╭─ PAGE EXCERPT

01-12-2007 - Traces, n. 11

Forty years later

Who Was the Real Victim?
Testimonies of some of those impacted by the events of 1968, which describe a time of change and confusion, leaving  for many a void

by Maurizio Maniscalco

The October issue of Newsweek featured a multicolor cover entitled, “1968: The Year that Changed Everything.” Everything… Well, reading the issue doesn’t clarify what they meant by everything. It offers some episodes, a few ideas, an attempt to compare it with the Paris riots in May, and a quick reflection on the fact that nobody died in Europe during all the chaos of the riots, while here, during the same months, many civil rights leaders lost their lives.
I have very vivid memories of those years. I was old enough to soak up like a sponge all the black and white images I saw on TV and what I managed to understand from newspaper articles. But perhaps I wasn’t old enough to understand what was truly happening at the heart of this country. So, having accepted the task of putting together this article, mostly for my own curiosity, I got on the phone and began calling people who are my age (and older), to ask what that mythic year meant for them. This is not a scientific analysis or statistical inquiry, just a kind of random sampling of professors, lawyers, doctors, musicians, computer system experts, clerks, mothers, and even members of religious orders, from all over the U.S., from the megalopolis of New York where I live, to the vast spaces of the Midwest, in which I asked them a very simple, direct question: “What does 1968 mean for you?”

╰─

THE TASKS:
1 – Answer these questions from the article about 1968:
(a) Which magazine's October issue carried the cover titled "1968: The Year that Changed Everything"?
(b) In which city does the writer live?
(c) What question did the writer put to the people who were called?
2 – Reproduce the part of the article about 1968 word for word, from "Who Was the" to "lost their lives.".

╭─ SUPPLIED INFORMATION

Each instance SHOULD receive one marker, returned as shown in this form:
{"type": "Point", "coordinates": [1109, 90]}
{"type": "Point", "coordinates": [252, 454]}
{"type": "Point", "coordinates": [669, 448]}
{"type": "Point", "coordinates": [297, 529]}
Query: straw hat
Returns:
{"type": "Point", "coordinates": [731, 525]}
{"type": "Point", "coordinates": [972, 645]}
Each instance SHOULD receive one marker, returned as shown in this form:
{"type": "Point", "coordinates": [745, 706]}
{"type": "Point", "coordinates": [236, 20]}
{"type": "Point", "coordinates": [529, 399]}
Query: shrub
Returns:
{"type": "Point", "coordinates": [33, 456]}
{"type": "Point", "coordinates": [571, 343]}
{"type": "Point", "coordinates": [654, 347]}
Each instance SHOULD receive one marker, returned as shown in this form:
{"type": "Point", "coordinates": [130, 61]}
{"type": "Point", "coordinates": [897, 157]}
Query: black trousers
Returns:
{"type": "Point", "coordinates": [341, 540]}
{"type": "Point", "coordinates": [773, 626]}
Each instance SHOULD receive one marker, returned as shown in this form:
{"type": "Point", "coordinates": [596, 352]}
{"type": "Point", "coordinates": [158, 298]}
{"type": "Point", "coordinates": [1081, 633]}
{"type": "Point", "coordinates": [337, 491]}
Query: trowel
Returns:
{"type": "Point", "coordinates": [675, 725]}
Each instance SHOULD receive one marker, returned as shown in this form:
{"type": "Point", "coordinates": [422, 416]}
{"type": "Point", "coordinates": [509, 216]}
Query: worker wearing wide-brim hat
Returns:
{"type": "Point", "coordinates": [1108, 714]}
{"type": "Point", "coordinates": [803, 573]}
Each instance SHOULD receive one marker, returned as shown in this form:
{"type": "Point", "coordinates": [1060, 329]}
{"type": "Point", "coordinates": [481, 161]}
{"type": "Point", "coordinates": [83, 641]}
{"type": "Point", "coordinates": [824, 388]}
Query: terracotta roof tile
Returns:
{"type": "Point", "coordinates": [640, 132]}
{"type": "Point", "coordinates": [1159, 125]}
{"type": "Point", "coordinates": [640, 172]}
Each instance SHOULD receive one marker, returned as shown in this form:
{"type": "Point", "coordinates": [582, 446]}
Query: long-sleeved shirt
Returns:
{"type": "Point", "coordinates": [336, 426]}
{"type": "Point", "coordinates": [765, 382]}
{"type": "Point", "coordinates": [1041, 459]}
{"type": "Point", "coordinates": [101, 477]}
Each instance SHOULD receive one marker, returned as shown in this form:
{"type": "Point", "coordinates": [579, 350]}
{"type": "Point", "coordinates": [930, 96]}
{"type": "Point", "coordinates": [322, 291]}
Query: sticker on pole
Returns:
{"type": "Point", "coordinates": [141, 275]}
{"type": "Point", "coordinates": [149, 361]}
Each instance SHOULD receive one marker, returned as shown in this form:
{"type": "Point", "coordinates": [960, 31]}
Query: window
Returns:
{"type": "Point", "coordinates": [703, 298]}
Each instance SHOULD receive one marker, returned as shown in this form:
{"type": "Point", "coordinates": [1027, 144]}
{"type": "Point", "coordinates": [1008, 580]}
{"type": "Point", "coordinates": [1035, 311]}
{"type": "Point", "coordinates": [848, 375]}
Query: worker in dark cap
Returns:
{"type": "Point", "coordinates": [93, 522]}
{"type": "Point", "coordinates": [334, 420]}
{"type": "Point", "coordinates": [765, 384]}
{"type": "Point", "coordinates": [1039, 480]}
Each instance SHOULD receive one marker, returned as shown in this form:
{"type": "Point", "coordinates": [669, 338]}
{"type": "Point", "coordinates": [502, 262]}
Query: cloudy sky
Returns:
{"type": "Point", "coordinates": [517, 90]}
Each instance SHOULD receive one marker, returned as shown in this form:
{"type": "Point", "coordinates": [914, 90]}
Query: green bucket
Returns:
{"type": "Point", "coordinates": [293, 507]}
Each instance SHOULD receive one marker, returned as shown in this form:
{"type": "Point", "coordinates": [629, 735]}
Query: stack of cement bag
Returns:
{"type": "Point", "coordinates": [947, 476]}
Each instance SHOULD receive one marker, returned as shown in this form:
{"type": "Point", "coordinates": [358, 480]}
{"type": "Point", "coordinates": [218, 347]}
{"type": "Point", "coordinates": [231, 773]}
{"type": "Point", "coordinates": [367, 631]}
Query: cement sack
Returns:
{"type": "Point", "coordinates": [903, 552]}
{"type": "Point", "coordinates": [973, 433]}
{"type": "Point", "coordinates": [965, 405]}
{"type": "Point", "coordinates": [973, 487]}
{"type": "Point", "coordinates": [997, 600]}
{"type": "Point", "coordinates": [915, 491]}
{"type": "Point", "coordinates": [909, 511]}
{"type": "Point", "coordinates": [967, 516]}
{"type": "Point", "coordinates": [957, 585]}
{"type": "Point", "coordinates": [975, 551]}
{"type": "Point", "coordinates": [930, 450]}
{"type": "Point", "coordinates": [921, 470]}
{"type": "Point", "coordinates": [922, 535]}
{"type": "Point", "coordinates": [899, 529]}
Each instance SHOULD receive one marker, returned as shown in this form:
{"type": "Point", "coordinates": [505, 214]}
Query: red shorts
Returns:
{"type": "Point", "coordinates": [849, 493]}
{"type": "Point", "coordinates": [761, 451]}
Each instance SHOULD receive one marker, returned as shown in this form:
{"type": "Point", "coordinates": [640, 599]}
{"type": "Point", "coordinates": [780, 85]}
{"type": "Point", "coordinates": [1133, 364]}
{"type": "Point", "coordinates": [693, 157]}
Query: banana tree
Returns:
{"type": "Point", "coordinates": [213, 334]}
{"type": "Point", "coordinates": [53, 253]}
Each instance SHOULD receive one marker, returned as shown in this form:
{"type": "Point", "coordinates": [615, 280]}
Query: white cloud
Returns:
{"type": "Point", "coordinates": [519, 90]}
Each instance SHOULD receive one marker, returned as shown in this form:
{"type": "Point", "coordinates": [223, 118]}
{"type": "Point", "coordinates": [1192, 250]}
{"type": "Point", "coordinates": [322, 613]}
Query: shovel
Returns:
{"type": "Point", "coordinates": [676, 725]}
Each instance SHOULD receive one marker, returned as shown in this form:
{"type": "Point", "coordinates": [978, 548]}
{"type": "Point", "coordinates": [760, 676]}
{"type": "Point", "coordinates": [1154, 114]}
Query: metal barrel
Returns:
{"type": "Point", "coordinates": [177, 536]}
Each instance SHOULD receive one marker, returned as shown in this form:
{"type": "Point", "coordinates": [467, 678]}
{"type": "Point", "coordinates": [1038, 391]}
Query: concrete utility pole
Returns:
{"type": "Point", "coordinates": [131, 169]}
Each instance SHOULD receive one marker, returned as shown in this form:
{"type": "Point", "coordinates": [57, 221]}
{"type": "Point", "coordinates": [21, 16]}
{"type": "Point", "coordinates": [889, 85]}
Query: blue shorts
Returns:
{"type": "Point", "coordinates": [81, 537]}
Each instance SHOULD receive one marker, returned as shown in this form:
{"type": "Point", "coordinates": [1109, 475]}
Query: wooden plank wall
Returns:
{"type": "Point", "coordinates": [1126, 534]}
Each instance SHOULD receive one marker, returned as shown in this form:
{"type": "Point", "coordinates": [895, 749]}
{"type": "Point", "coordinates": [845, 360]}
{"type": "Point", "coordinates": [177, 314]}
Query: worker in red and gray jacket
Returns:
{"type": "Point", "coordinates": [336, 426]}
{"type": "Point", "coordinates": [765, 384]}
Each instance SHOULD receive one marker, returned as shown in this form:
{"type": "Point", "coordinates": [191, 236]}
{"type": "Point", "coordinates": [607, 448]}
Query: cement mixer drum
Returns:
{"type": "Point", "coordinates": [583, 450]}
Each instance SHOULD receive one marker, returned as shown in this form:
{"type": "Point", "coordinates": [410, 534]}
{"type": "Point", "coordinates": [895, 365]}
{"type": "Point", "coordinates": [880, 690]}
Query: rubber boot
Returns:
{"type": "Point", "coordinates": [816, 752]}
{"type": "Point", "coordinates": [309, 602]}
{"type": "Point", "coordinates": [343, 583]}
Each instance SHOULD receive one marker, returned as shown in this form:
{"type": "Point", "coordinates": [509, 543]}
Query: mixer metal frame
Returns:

╰─

SOLUTIONS FOR EACH TASK:
1 –
(a) Newsweek
(b) New York
(c) "What does 1968 mean for you?"

2 –
Who Was the Real Victim?
Testimonies of some of those impacted by the events of 1968, which describe a time of change and confusion, leaving  for many a void

by Maurizio Maniscalco

The October issue of Newsweek featured a multicolor cover entitled, “1968: The Year that Changed Everything.” Everything… Well, reading the issue doesn’t clarify what they meant by everything. It offers some episodes, a few ideas, an attempt to compare it with the Paris riots in May, and a quick reflection on the fact that nobody died in Europe during all the chaos of the riots, while here, during the same months, many civil rights leaders lost their lives.